[Provided entries — start]

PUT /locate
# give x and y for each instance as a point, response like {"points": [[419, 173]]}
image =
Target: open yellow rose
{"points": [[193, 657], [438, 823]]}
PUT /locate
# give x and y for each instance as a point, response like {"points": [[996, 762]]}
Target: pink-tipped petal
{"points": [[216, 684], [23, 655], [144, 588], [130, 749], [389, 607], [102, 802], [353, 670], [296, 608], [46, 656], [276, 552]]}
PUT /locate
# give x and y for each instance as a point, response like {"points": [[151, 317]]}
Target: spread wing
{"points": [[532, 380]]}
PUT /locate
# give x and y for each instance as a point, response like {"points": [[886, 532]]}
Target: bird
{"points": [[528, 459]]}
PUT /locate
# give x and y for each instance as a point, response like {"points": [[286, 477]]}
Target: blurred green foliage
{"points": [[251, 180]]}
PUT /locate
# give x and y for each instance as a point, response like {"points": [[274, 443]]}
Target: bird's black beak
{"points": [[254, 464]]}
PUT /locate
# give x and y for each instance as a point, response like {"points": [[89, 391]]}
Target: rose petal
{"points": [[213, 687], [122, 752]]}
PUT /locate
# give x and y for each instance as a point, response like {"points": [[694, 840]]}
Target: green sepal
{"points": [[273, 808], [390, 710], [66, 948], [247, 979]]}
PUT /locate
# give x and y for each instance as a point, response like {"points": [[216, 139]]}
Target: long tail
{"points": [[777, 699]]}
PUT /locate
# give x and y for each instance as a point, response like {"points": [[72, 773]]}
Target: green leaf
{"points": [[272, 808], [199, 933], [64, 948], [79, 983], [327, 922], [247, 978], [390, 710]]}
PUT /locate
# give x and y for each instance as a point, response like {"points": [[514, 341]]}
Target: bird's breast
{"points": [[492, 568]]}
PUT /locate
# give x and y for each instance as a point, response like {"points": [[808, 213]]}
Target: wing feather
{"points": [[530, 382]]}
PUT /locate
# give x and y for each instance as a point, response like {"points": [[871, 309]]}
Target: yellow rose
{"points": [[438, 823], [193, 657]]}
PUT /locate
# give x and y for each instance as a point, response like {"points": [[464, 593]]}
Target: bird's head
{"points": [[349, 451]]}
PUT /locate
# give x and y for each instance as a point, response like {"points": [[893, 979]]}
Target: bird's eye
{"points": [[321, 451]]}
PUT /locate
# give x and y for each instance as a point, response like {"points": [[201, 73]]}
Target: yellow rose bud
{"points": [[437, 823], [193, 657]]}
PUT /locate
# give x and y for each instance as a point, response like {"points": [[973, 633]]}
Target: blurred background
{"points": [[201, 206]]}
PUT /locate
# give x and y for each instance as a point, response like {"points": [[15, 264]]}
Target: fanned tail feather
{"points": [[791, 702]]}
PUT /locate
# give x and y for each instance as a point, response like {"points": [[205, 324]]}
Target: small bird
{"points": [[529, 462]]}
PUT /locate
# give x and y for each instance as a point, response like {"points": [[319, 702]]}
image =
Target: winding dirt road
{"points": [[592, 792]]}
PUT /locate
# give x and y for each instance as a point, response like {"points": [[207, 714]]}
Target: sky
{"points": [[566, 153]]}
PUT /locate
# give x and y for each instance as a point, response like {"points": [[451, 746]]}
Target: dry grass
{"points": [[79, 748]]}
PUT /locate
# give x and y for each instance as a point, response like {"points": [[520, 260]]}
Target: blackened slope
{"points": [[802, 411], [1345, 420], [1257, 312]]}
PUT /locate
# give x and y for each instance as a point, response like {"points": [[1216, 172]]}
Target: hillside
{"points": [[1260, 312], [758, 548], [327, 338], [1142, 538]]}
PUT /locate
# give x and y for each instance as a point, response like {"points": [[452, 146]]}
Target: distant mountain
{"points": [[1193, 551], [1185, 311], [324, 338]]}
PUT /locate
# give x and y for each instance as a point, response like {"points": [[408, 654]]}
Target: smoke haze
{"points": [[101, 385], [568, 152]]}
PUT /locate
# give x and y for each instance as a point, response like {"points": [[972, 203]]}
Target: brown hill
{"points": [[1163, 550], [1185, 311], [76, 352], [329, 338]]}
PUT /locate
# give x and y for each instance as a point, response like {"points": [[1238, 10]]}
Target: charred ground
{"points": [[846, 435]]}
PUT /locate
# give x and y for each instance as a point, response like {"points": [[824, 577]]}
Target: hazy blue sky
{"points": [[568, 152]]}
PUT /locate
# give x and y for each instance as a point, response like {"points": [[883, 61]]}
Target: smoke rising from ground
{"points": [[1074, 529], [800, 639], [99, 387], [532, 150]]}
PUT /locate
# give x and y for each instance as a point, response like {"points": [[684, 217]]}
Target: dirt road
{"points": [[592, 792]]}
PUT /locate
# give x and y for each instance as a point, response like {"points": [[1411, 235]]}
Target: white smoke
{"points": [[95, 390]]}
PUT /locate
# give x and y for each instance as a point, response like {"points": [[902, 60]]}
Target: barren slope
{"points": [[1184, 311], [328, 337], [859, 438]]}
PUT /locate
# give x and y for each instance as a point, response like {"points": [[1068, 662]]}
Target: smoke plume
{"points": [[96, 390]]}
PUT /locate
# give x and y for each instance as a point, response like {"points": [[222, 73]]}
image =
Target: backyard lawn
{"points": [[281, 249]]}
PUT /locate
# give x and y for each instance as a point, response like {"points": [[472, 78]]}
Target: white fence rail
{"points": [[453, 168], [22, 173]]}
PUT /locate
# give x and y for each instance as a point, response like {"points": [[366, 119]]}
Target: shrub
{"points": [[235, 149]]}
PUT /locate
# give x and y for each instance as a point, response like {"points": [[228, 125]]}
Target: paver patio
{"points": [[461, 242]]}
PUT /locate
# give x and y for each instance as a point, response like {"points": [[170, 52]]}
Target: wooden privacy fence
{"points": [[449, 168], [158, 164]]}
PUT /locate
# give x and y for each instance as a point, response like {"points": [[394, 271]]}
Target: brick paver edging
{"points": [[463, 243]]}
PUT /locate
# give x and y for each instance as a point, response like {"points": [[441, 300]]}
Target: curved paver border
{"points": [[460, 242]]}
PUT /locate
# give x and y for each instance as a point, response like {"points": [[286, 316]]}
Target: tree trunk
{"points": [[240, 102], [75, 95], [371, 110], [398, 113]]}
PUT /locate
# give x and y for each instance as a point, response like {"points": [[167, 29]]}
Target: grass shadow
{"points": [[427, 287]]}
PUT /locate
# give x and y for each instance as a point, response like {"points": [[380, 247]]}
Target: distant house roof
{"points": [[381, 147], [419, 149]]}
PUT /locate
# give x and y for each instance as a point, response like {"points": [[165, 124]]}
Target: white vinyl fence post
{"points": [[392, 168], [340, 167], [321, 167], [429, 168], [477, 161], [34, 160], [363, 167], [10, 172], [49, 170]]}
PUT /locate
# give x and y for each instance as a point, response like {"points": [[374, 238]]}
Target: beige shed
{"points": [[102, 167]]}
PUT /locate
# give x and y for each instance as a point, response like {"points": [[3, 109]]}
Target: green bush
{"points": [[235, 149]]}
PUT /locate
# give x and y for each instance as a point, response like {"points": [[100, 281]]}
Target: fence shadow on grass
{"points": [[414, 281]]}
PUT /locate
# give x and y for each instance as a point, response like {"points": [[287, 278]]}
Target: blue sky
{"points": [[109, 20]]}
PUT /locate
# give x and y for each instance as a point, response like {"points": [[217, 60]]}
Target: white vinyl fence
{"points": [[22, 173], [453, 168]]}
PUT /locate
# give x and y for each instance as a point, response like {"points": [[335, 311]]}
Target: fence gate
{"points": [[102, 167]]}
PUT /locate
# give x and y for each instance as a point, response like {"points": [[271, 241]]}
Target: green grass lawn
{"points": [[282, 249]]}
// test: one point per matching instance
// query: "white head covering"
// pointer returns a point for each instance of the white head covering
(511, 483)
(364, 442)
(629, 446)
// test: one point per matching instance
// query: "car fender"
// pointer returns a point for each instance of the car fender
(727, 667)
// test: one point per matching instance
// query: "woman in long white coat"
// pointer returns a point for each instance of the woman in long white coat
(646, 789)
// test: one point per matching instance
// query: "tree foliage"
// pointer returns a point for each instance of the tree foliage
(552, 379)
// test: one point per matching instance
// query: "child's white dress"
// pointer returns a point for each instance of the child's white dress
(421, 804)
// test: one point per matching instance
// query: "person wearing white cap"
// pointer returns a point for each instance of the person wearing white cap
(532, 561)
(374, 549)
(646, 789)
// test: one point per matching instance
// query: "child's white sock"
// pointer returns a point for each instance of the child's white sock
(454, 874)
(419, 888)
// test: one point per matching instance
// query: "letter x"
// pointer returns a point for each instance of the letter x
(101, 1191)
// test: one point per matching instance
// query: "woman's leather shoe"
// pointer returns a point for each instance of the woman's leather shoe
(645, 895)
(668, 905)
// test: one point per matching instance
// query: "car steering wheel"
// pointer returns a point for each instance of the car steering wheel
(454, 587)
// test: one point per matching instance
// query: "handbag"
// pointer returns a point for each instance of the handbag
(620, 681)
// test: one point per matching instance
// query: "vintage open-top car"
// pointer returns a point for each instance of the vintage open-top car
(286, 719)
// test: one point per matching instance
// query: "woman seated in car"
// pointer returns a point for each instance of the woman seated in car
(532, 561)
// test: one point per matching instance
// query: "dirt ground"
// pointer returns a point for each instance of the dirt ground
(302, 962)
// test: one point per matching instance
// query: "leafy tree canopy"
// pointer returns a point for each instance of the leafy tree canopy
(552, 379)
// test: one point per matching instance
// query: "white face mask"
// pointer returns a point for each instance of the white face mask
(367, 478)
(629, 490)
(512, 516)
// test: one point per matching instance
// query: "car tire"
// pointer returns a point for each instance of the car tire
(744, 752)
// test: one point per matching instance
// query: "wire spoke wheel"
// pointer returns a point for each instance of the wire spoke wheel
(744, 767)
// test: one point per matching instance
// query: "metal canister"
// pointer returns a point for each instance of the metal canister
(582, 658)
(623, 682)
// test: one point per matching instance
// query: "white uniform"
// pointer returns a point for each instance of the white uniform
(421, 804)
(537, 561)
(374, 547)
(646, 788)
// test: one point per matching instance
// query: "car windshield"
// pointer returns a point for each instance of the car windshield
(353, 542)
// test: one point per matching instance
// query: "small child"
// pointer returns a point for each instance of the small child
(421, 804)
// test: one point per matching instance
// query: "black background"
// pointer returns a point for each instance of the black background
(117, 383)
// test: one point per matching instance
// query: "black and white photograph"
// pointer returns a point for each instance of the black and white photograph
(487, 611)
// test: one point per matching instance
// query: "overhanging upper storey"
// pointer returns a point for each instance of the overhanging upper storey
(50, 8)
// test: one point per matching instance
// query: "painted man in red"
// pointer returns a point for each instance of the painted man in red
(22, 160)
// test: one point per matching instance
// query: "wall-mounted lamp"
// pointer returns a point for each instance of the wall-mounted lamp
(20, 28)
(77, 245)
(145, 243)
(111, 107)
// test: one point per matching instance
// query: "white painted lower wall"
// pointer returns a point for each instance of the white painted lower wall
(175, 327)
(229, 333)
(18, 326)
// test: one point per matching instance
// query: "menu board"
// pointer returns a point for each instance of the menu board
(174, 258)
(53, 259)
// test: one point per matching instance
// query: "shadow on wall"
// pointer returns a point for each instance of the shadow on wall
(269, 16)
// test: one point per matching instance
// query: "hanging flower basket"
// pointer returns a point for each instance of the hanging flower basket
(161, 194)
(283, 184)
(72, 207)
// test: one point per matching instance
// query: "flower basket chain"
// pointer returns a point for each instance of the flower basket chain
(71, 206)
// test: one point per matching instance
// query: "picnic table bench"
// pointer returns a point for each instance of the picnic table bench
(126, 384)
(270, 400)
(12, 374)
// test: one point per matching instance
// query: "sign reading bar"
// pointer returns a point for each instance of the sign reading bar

[Provided entries — finish]

▶ What is needed:
A single figure, the number of lines above with the word "sign", is the whole answer.

▶ Task result:
2